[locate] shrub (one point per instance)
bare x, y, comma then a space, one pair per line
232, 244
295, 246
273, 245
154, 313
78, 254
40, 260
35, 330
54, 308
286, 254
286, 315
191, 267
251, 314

*Problem requirements*:
Format the lines of the data above as a numbered list, leaving out any blank lines.

*Finished answer*:
1. [locate] shrub (one point per instance)
2. bare x, y, comma then a space, one pair per line
3. 232, 244
4. 295, 246
5. 273, 245
6. 154, 313
7. 78, 254
8. 40, 260
9. 35, 330
10. 54, 308
11. 286, 254
12. 286, 315
13. 191, 267
14. 251, 314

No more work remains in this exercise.